● Source document
▼
Skip to content
Spot Instances

Spot Instances

Nstance Agent supports automatic detection and handling of spot instance termination notices across multiple cloud providers. The agent automatically detects the cloud provider and uses provider-specific metadata endpoints to detect termination notices, then normalizes the data into a common format for health reports.

Provider Detection

The agent determines the cloud provider through:

  1. Environment Variable: NSTANCE_PROVIDER can explicitly set the provider (aws, gcp, proxmox)
  2. Auto-Detection: Falls back to checking provider-specific metadata endpoints

Spot Instance Detection

On startup, the Nstance Agent automatically detects if it is running on a spot/preemptible instance by querying the detected cloud provider’s metadata service.

AWS Support:

  • Query metadata endpoint: http://169.254.169.254/latest/meta-data/instance-life-cycle
  • If response is spot, enable spot termination monitoring
  • Auto-detected by default when running on AWS

Google Cloud Support:

  • Query metadata endpoint: http://metadata.google.internal/computeMetadata/v1/instance/scheduling/preemptible
  • If response is TRUE, enable preemptible instance monitoring

Spot Termination Monitoring

When running on a spot instance, the Agent starts a background monitor that polls for termination notices using provider-specific endpoints:

Poll Configuration:

  • Default Interval: 2 seconds (configurable via NSTANCE_SPOT_POLL_INTERVAL)
  • Provider-Specific Endpoints:
    • AWS: http://169.254.169.254/latest/meta-data/spot/instance-action
    • Google Cloud: http://metadata.google.internal/computeMetadata/v1/instance/preempted
    • Proxmox VE: n/a

Detection Logic:

AWS:

  • 404 response = no termination notice (normal)
  • 200 response = termination notice detected
  • Other errors = logged but don’t trigger termination handling

Google Cloud:

  • Checks preempted metadata during graceful shutdown window
  • Returns termination notice when TRUE, but no deadline provided

Termination Notice Format (AWS):

{
  "action": "terminate",
  "time": "2024-01-01T12:00:00Z"
}

Note: Each provider has different metadata formats and termination notice mechanisms. The Agent normalizes these into a common termination_notice structure for health reports. The deadline field is optional - AWS provides a termination time (typically 2 minutes notice), but GCP does not provide a specific deadline (for GCP, we only know about preemption after termination has started).
▲
● Dataset section
▼
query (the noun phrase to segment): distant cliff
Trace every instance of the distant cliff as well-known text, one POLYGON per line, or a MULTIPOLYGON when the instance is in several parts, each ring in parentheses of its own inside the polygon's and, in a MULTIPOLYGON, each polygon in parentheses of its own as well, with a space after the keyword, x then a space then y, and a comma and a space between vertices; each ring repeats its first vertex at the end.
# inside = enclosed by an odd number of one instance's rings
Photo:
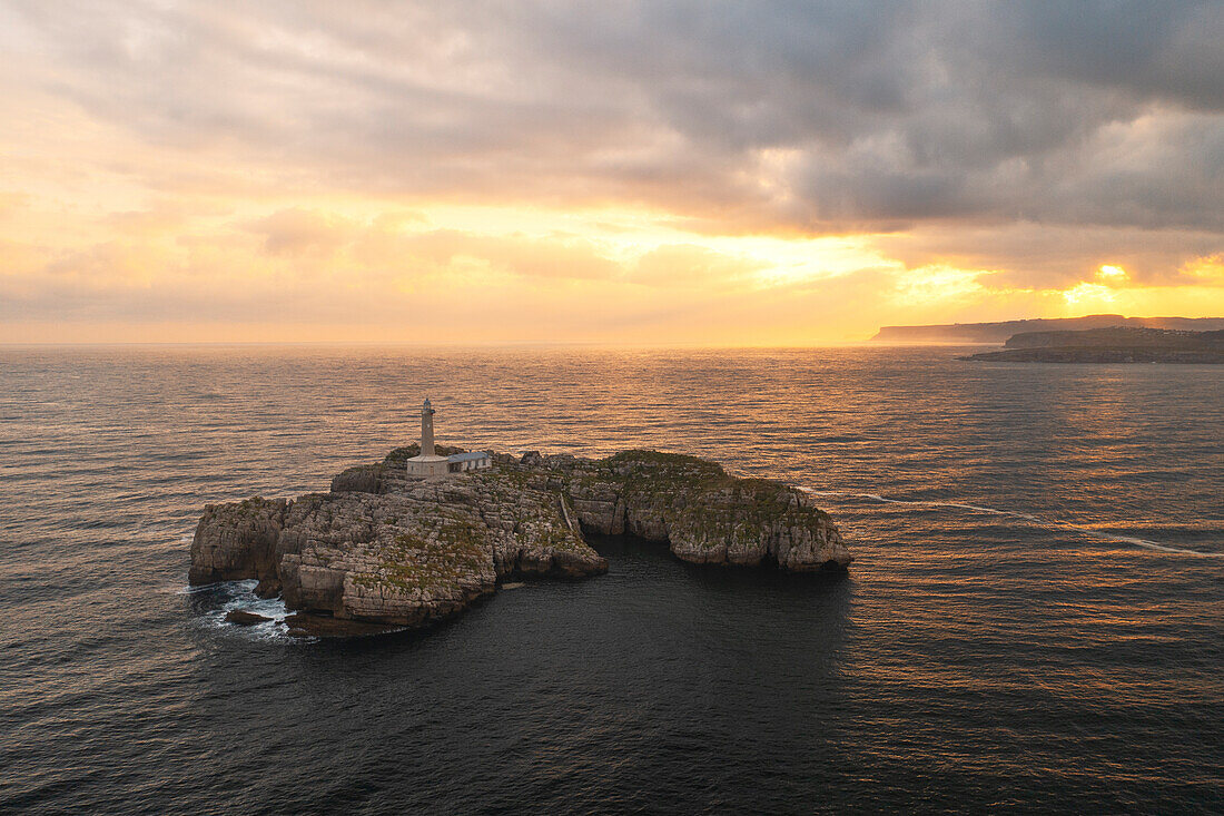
▲
● What to do
1: In the spot instance documentation, what is the default interval at which the agent polls for termination notices?
2: Carry on writing the spot instance documentation, picking up right after its final sentence.

● Answers to the exercises
1: 2 seconds, configurable through NSTANCE_SPOT_POLL_INTERVAL.

2:
Health Report Integration

When a spot termination notice is detected:

  1. Parse Notice: Extract termination time (if available) and action from metadata response
  2. Include in Health Reports: Add termination_notice field to all subsequent health reports
  3. Continue Reporting: Agent continues sending health reports until actual termination occurs

Example Health Report with Termination Notice:

{
  "version": "1.0.0",
  "instance_id": "knc0000000001r010000000000000",
  "timestamp": "2024-01-01T11:58:00Z",
  "termination_notice": {
    "action": "terminate",
    "deadline": "2024-01-01T12:00:00Z"
  },
  "one_minute": {
    "cpu_usage": 15.2,
    "memory_usage": 45.8
  }
}

Note: The deadline field is optional - AWS provides a termination time (typically 2 minutes notice), but GCP does not provide a specific deadline.

Server-Side Termination Handling

When a health report contains a spot termination notice:

  1. Termination Notice Received: Health report includes termination_notice field with action and optional deadline
  2. Mark as Terminating: Instance marked as terminating in SQLite (similar to unhealthy instances)
  3. Schedule Replacement: Immediately trigger reconciliation to create replacement instance
  4. Initiate Drain: If group has drain_timeout > 0, follow standard drain coordination flow
  5. Cleanup: After drain completion or timeout, instance is deleted (or allowed to terminate naturally by cloud provider)

Termination Notice Structure:

  • action: Action type (e.g., “terminate”, “stop”, “hibernate”)
  • deadline: Optional timestamp when cloud provider will terminate the instance (AWS provides this with typically 2 minutes notice, GCP does not)

Processing Logic:

  • Server treats spot termination notices similar to unhealthy instance detection
  • Replacement instances are created immediately upon first notice (don’t wait for actual termination)
  • Drain coordination reuses existing infrastructure (drain_started_at, WatchInstanceEvents, AcknowledgeDrained)
  • Multiple health reports with the same termination notice are handled idempotently
  • If leader changes during spot termination, new leader may re-notify Operator (handled idempotently)

Spot Termination Workflow

From Agent Perspective:

  1. Normal Operation: Agent runs normally, polling spot metadata every 2 seconds
  2. Notice Detected: Metadata endpoint returns termination notice (typically 2 minutes before termination)
  3. Report to Server: Include termination notice in health report
  4. Continue Operation: Agent continues normal operation and health reporting
  5. Await Termination: AWS terminates the instance at the specified time

Server Coordination:

The Server handles the termination notice by:

  • Immediately scheduling a replacement instance
  • Triggering drain coordination with the Operator (for Kubernetes nodes)
  • Waiting for drain completion or timeout before allowing termination

Error Handling

Metadata Polling Errors:

  • Transient network errors are logged but don’t affect normal operation
  • Only a 200 response with valid termination data triggers termination handling
  • Invalid JSON responses are logged as errors and ignored

Multiple Detections:

  • Once a termination notice is detected, it persists in all subsequent health reports
  • Server handles duplicate termination notices idempotently (similar to drain coordination)